### Instruction
Turn the lines below into a numbered list, skipping any blank lines.

### The data
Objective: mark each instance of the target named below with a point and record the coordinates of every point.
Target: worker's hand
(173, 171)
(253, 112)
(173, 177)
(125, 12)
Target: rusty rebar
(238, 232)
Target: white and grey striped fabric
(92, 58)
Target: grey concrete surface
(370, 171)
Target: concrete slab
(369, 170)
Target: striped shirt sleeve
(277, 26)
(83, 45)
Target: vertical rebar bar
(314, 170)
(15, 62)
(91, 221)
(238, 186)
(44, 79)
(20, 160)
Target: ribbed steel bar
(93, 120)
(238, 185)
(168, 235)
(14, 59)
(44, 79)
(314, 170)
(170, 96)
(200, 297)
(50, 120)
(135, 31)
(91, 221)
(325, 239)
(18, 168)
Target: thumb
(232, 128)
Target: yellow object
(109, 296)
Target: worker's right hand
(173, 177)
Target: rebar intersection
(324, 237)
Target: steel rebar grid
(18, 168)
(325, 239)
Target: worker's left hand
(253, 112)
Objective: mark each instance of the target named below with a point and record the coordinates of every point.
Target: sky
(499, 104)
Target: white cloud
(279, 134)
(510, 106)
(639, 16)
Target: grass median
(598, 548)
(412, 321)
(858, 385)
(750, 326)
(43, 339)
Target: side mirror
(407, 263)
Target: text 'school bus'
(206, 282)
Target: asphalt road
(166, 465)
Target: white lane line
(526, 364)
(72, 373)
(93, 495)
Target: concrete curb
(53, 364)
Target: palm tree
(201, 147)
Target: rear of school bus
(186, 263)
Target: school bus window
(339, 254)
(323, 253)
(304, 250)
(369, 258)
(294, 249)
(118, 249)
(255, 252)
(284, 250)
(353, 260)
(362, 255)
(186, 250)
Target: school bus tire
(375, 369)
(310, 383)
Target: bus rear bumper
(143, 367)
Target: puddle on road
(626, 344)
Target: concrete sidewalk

### Result of the exercise
1. Objective: mark each instance of the target named below with a point and record the coordinates of every point.
2. Target: worker's hand
3. (173, 171)
4. (253, 112)
5. (173, 177)
6. (125, 12)
7. Target: rusty rebar
8. (238, 232)
9. Target: white and grey striped fabric
10. (92, 58)
11. Target: grey concrete surface
12. (370, 171)
13. Target: concrete slab
14. (369, 170)
15. Target: striped shirt sleeve
16. (277, 26)
17. (83, 45)
18. Target: vertical rebar bar
19. (314, 170)
20. (15, 62)
21. (91, 221)
22. (238, 186)
23. (44, 79)
24. (20, 160)
25. Target: ribbed steel bar
26. (93, 120)
27. (238, 185)
28. (168, 235)
29. (14, 59)
30. (44, 79)
31. (314, 170)
32. (170, 96)
33. (200, 297)
34. (50, 120)
35. (135, 31)
36. (91, 221)
37. (325, 239)
38. (18, 168)
39. Target: thumb
40. (232, 128)
41. Target: yellow object
42. (109, 296)
43. Target: worker's right hand
44. (173, 177)
45. Target: rebar intersection
46. (324, 237)
47. Target: steel rebar grid
48. (18, 168)
49. (325, 239)
50. Target: worker's left hand
51. (253, 112)
52. Objective: mark each instance of the target named below with a point and record the coordinates of every point.
53. Target: sky
54. (499, 104)
55. Target: white cloud
56. (279, 134)
57. (510, 106)
58. (639, 16)
59. Target: grass median
60. (598, 548)
61. (412, 321)
62. (858, 385)
63. (750, 326)
64. (43, 339)
65. Target: side mirror
66. (407, 263)
67. Target: text 'school bus'
68. (206, 282)
69. Target: asphalt road
70. (166, 465)
71. Target: white lane line
72. (526, 364)
73. (72, 373)
74. (93, 495)
75. Target: concrete curb
76. (53, 364)
77. Target: palm tree
78. (201, 147)
79. Target: rear of school bus
80. (186, 263)
81. Target: school bus window
82. (339, 254)
83. (323, 253)
84. (304, 250)
85. (369, 258)
86. (294, 249)
87. (118, 249)
88. (255, 252)
89. (284, 250)
90. (353, 260)
91. (362, 255)
92. (186, 250)
93. Target: school bus tire
94. (375, 369)
95. (310, 383)
96. Target: bus rear bumper
97. (143, 367)
98. Target: puddle on road
99. (626, 344)
100. Target: concrete sidewalk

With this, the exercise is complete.